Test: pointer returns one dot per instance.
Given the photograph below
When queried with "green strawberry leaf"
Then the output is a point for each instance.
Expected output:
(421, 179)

┄┄┄┄┄┄

◆ **What is being asked**: Print the material once more, exactly.

◆ **Response below**:
Test: pointer returns one dot per instance.
Given the photograph below
When queried with "green strawberry leaf"
Then the output is a point for each instance.
Expected output:
(421, 179)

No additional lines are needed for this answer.